───── Selected text ─────
Friday, January 13, 2012

The Greatest Generation

I believe in the dwindling generation that some people call our greatest and others simply call “old people.” True, some of them may shuffle when they walk or need their driver’s licenses revoked, but some of my most treasured friends have been recruited from amongst their stoop-shouldered ranks.
I didn’t grow up fearing the elderly. A great-grandmother I can only vaguely remember baked apples filled with warmth, kindness and raisins, and graciously surveyed my clumsy kindergarten artwork. Until I left home I chuckled daily with her daughter, my grandmother, as we searched for silver linings to the clouds of embarrassment. We share a lack of athletic prowess and an awkwardness that once led her to trip down a flight of stairs in front of handsome GI she would have liked to impress, and me to bowl a 21 despite friendly efforts to cheat on my behalf. Years really don’t destroy what human beings have in common.
I marvel at my wise, patient and bright-eyed friends. They have worked hard, done without, and thanked God for the things they were given. They are simple people who split their infinitives, mispronounce for and nuclear, have lost digits in farm-related accidents, and know what it means to be neighborly. They have pinched pennies to buy their children and grandchildren the things they never had, whether they ought to or not. They faced terror and disillusionment in order to paste snapshots of fallen comrades and a genuine swastika armband in their scrapbooks. Many of them are lonely.
They leave a void when they’re gone, but I don’t mind the part of their funerals where you learn that Ruth once chased Max out of her store with a broom for attempting to usher livestock in, and Ephraim was fond of quipping that, “You ain’t never lived ’till you’ve kept a fat, drunk lady on her horse.”
I believe in holding doors open for them, helping them with their groceries, and listening attentively while they brag about long-absent grandchildren and reminisce about the good old days. Someday, I would like to model more than the physical effects of their aging. I hope that I too will have the courage and humility to smile at everyone I meet, and the sense to know what’s really worth worrying about.
───── Data extracts ─────
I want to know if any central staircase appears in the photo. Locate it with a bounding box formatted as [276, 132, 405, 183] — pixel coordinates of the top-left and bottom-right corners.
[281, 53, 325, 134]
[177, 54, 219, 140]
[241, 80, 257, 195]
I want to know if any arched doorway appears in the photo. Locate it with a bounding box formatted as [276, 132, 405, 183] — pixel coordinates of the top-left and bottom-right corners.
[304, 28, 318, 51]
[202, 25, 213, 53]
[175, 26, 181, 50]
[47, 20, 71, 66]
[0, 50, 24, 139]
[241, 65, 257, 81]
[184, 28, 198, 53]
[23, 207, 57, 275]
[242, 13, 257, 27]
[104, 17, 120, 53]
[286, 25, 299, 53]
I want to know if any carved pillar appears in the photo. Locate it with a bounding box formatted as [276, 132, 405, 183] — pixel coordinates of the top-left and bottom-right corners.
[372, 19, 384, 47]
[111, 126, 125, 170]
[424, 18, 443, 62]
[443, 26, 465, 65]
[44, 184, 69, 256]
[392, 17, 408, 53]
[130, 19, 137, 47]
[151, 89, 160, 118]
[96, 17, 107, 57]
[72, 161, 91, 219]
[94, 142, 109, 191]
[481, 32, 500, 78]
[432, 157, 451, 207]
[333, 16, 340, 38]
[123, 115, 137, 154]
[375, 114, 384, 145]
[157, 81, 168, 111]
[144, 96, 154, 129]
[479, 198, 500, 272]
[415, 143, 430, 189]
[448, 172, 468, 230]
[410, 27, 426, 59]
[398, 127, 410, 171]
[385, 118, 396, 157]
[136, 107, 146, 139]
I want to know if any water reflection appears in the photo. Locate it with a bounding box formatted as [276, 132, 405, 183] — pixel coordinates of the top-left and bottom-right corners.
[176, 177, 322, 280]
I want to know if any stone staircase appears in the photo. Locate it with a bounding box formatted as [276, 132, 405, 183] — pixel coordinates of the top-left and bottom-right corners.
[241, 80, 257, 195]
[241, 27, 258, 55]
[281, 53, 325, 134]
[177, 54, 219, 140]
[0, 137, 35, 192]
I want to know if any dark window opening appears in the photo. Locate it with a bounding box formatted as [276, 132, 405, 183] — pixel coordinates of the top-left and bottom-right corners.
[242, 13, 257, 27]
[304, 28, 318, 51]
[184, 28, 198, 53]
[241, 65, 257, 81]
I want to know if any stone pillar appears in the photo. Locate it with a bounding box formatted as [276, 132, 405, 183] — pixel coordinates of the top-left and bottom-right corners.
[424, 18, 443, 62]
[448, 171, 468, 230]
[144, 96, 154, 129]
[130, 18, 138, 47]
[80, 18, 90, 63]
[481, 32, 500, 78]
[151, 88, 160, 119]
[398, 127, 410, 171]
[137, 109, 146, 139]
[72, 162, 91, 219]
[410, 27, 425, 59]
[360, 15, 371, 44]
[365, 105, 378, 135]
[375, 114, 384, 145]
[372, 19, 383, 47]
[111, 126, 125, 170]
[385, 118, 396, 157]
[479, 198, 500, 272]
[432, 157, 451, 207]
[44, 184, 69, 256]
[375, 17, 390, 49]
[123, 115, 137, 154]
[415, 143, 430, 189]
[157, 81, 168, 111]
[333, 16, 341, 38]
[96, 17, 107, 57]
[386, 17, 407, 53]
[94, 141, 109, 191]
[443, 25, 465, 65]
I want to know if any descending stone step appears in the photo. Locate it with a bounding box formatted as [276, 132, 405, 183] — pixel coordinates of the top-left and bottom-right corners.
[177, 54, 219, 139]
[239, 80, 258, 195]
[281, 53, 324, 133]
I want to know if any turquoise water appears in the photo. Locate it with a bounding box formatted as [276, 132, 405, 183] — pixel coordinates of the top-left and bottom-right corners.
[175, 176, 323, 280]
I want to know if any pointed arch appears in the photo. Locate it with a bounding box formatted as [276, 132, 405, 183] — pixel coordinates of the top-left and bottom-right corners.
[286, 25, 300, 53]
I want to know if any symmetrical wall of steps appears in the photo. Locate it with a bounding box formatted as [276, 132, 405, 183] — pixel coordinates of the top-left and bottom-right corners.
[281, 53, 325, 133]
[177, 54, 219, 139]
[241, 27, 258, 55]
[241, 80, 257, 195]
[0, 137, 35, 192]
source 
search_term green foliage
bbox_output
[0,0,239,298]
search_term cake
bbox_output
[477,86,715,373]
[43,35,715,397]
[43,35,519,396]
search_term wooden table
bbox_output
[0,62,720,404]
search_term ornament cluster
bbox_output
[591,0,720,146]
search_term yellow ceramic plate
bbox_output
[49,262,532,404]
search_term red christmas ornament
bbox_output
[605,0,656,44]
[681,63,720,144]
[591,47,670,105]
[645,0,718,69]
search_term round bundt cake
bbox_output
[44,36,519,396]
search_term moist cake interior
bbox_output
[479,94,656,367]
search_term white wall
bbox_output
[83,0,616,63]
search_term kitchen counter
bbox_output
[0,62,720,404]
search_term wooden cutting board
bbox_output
─────
Required action 1
In the essay about the greatest generation, rewrite the part that begins at the words "They leave a" and ends after "worth worrying about.". Replace "groceries" with "shopping".
Required action 2
According to the essay about the greatest generation, what things does the writer believe in doing for older people?
Required action 3
In the essay about the greatest generation, what score did the writer bowl despite friendly efforts to cheat on the writer's behalf?

Solution 1
They leave a void when they’re gone, but I don’t mind the part of their funerals where you learn that Ruth once chased Max out of her store with a broom for attempting to usher livestock in, and Ephraim was fond of quipping that, “You ain’t never lived ’till you’ve kept a fat, drunk lady on her horse.”
I believe in holding doors open for them, helping them with their shopping, and listening attentively while they brag about long-absent grandchildren and reminisce about the good old days. Someday, I would like to model more than the physical effects of their aging. I hope that I too will have the courage and humility to smile at everyone I meet, and the sense to know what’s really worth worrying about.

Solution 2
- Holding doors open for them
- Helping them with their groceries
- Listening attentively while they brag about long-absent grandchildren and reminisce about the good old days

Solution 3
21